====== MATERIAL FOR THE TASK

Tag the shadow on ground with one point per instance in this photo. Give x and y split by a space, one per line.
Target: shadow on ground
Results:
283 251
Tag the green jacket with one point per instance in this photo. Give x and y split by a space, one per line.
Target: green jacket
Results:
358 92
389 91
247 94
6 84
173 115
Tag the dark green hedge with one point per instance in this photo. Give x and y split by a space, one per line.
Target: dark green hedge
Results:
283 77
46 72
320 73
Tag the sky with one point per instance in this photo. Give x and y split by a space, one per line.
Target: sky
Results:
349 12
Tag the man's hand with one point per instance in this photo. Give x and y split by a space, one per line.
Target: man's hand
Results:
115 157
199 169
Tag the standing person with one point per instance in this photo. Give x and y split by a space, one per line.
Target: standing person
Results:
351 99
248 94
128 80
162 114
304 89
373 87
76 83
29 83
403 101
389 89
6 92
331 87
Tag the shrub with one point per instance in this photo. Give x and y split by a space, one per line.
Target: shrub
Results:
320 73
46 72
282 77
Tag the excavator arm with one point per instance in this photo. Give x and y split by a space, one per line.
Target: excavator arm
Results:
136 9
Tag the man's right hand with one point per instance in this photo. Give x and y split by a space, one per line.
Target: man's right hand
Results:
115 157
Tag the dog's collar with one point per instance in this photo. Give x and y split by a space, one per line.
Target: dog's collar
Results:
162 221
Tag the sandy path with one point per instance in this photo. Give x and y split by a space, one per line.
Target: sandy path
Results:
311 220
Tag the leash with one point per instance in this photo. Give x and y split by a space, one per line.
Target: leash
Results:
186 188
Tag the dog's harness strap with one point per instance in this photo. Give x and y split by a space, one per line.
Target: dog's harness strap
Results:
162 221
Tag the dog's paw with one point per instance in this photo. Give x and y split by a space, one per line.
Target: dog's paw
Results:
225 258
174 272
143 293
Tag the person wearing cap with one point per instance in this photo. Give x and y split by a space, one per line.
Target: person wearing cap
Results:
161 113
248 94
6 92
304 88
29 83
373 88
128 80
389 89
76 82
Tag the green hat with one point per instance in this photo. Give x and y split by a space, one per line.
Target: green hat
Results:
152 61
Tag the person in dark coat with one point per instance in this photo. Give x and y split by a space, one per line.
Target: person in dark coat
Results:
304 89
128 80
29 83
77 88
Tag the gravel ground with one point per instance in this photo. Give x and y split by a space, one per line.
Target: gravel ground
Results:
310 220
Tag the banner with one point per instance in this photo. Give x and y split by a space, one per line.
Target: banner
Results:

============

= EXERCISE DESCRIPTION =
Can you pull out, word for word, the lines of the entries starting at the line that contains "Tag the person wearing" and ending at the last line of the entries?

= THE REPLY =
Tag the person wearing cap with one point per instance in this photo. Give x and y split by a space, one per line.
Target: person wearing cap
Results:
161 113
248 94
6 92
304 88
29 83
373 88
128 80
389 89
76 82
Tag the green hat with one point per instance in this photo. Give x and y split by a space, one per line.
Target: green hat
Results:
152 61
Tag the person in dark coat with one point per instance in this photo. Give x and y split by a space, one per line.
Target: person in dark coat
Results:
304 89
128 80
29 83
77 88
Tag the gravel ground with one point per instance in this photo. Give x and y split by a space, one per line.
Target: gravel ground
Results:
310 220
Tag the banner with one point per instance in this photo. Give x and y split by a space, one per line.
Target: banner
Results:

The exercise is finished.